▸ **EXTRACT PROVIDED**
=== Section Start ===

When You Don't Recognize the Gift You've Been Given

I was in the fourth grade, when the comparison trap tripped me up. Two of my classmates would go upstairs to the fifth grade classroom for math because their skills exceeded the level the class was on. Math was never my strong suit, so seeing them elevated left me with a twinge of jealousy. 

In the sixth grade, a select group of students from our class were to go on a field trip to sing Christmas carols at a senior citizen home. Our teacher, Sister Mary Louise (a nun at our K-8 Catholic school) walked the aisles between our desks listening to each of us sing. After the song, she chose a handful of students to go on the field trip, which didn't include me. I knew singing wasn't my strength, but I didn't think it was bad enough to exclude me from going. Math challenged and unable to carry a note, I wondered what set me apart.

As a kid, I wanted stellar math skills and a strong singing voice. What I failed to see were my own strengths, like making it to the spelling bee, excelling in art class, being a pro at Chinese jump rope and scoring A's on a regular basis in Language Arts.

I wanted the gifts that I did not have. I never voiced this, but that grass-is-greener-syndrome grew deep roots in my heart that I'm still working to uproot today.

Then in the seventh grade, my teacher Mr. Brazil wrote me a simple note at the end of the school year that partly read: "You were the calm in the middle of the storm this year. You have a special writing gift also."

writing gift

I recall reading those words thinking: I have a special writing gift? No one had ever told me that before. For years, I looked longingly on other's talents without realizing the special gift I'd held in my own hand. What a gift Mr. Brazil gave me in telling me that I had a gift!

After that I no longer coveted my friend's mathematic or singing skills. Instead I learned to embrace and utilize the gift of writing. In eighth grade, I joined the newspaper staff at my new junior high school and later went on to be editor of the newspaper and yearbook during my senior year of high school.

=== Section End ===

▸ **WORK ORDER 1**
Which of the author's own strengths, ones the author failed to see as a child, does the essay about recognizing a writing gift list?
▸ **WORK ORDER 2**
Can you carry the essay on recognizing a writing gift forward, starting right after its last sentence?

▸ **DATASET EXCERPTS**

=== Section Start ===

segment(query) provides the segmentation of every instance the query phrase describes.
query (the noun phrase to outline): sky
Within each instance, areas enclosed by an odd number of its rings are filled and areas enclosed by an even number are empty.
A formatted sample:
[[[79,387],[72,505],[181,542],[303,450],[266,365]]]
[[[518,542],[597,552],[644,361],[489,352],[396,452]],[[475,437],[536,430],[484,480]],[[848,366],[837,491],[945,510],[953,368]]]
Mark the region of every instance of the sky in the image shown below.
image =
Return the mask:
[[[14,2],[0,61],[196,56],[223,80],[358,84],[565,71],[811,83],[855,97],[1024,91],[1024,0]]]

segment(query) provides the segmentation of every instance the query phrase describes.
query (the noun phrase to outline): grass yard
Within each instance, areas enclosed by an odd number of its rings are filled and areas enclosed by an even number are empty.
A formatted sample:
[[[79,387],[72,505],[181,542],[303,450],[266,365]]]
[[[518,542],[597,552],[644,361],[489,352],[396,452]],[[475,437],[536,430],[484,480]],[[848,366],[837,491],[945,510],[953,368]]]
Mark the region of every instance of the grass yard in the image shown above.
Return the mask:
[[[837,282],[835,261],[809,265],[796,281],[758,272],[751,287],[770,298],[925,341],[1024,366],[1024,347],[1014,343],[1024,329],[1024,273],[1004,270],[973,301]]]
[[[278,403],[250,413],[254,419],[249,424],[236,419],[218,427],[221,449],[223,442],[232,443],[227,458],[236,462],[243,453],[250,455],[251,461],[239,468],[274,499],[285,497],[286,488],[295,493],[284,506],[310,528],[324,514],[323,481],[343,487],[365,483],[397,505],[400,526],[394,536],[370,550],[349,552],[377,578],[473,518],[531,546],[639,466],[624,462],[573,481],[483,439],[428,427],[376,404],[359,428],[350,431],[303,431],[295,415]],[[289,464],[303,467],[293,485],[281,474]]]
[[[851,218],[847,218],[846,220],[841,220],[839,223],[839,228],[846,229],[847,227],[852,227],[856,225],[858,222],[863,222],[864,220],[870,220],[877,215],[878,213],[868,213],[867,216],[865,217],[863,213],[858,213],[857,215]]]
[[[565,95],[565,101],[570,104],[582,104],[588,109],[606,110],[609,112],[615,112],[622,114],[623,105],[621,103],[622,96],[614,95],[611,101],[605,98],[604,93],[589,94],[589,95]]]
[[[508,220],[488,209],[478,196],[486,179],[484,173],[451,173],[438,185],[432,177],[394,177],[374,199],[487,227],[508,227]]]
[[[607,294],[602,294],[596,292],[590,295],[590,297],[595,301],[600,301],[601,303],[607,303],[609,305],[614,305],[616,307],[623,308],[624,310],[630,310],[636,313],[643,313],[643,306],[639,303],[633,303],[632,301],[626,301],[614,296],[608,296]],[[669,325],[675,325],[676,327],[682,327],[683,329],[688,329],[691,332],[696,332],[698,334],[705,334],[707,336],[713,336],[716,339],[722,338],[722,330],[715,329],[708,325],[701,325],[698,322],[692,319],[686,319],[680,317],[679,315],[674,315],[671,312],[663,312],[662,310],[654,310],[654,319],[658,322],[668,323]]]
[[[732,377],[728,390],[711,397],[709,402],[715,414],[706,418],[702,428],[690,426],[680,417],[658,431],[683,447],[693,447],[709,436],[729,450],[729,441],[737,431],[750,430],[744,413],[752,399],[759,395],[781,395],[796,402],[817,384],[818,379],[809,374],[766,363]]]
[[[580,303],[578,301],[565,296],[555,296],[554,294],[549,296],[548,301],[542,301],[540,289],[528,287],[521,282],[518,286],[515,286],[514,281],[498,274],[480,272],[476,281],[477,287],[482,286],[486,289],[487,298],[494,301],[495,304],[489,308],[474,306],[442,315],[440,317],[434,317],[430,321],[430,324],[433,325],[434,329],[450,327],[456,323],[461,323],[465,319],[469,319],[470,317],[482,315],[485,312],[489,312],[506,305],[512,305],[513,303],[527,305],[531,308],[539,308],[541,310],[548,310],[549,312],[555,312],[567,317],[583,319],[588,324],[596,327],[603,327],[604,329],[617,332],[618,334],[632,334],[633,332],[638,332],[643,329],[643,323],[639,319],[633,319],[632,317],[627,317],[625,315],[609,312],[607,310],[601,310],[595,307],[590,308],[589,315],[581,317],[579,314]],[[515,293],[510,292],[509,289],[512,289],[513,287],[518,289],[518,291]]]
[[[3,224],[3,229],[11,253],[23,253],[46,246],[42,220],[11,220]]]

=== Section End ===

▸ **FINAL ANSWER 1**
- Making it to the spelling bee
- Excelling in art class
- Being a pro at Chinese jump rope
- Scoring A's on a regular basis in Language Arts

▸ **FINAL ANSWER 2**
I soon realized that this writing gift could be used to make a living and went on to college where I graduated with a journalism degree and later landed a job as an editor after a move to Los Angeles from Northern California. All because Mr. Brazil saw something in me that I didn't see in myself. Taking the focus off of what others had helped me to see what God had already given me.

It is for us women to receive the given as Mary did, not to insist on the not-given, as Eve did.
— Elisabeth Elliot

This insistence on having the not-given is inbred in us. We are constantly yearning for what is not ours, while neglecting what has been so abundantly given. Eve focused on the one thing kept from her: the tree of the knowledge of good and evil. All around her was an abundance of things given. "And out of the ground the LORD God made to spring up every tree that is pleasant to the sight and good for food. "

I'll be the first to admit, I still gaze at others' gifts and have to redirect my attention back to what God has given me. But I'm so glad that what God gave so richly to me was noticed by someone else so that I could acknowledge it and put it to good use.

Might there be a gift given to you that you are devaluing because you put a higher price tag on what someone else has? You may have the gift of hospitality but want to teach. You'll be amazed at what God can do when you walk in the gifting He assigned to you. Perhaps you see a gift in someone else, like Mr. Brazil saw in me. Encourage them to use it! You know never what doors you may open up for them by simply naming a gift.